### PROVIDED MATERIAL
========================

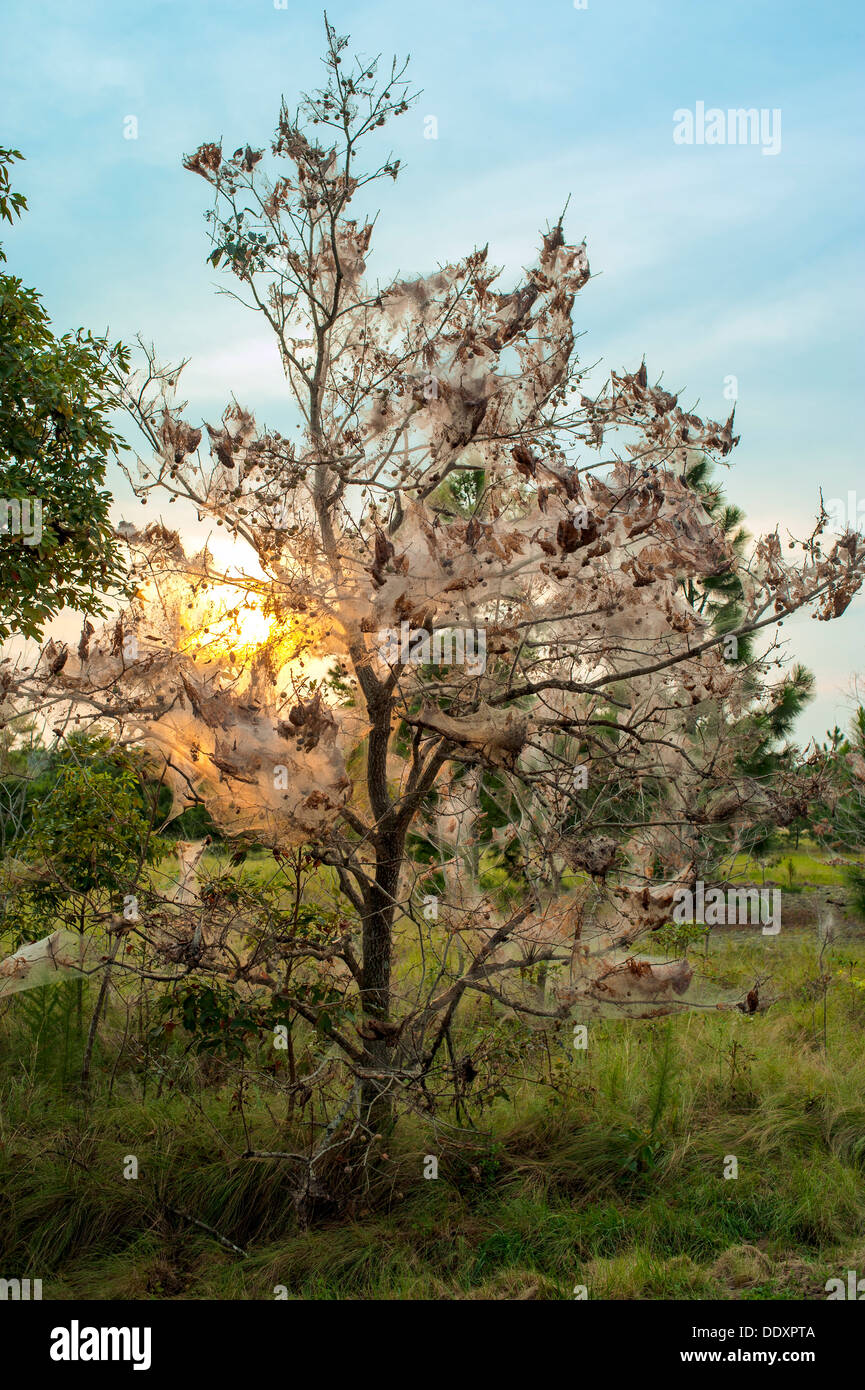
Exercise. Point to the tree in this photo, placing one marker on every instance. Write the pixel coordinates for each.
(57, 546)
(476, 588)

========================

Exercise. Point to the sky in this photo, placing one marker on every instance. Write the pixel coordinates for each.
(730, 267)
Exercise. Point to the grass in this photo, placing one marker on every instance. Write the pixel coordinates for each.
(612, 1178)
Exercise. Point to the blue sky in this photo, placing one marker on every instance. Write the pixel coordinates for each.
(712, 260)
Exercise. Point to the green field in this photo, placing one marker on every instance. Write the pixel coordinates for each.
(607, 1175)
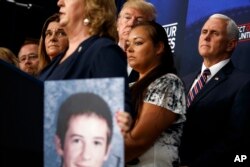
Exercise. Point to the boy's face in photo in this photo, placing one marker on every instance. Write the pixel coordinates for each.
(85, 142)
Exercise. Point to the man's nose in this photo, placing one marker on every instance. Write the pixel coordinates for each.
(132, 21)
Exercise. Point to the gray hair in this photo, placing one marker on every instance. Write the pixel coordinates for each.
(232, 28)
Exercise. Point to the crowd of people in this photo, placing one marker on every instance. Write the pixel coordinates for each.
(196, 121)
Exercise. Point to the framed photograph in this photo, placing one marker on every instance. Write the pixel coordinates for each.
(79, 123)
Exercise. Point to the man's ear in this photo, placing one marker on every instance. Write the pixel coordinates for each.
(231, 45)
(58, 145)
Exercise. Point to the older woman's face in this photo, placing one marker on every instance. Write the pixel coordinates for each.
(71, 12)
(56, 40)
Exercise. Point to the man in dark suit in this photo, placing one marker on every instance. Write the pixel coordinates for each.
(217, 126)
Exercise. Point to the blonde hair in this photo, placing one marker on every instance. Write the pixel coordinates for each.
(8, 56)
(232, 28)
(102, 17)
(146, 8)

========================

### SHORT PROBLEM
Count the lines above that contain the word "face". Reply with the number alone.

### RESULT OF THE TASK
2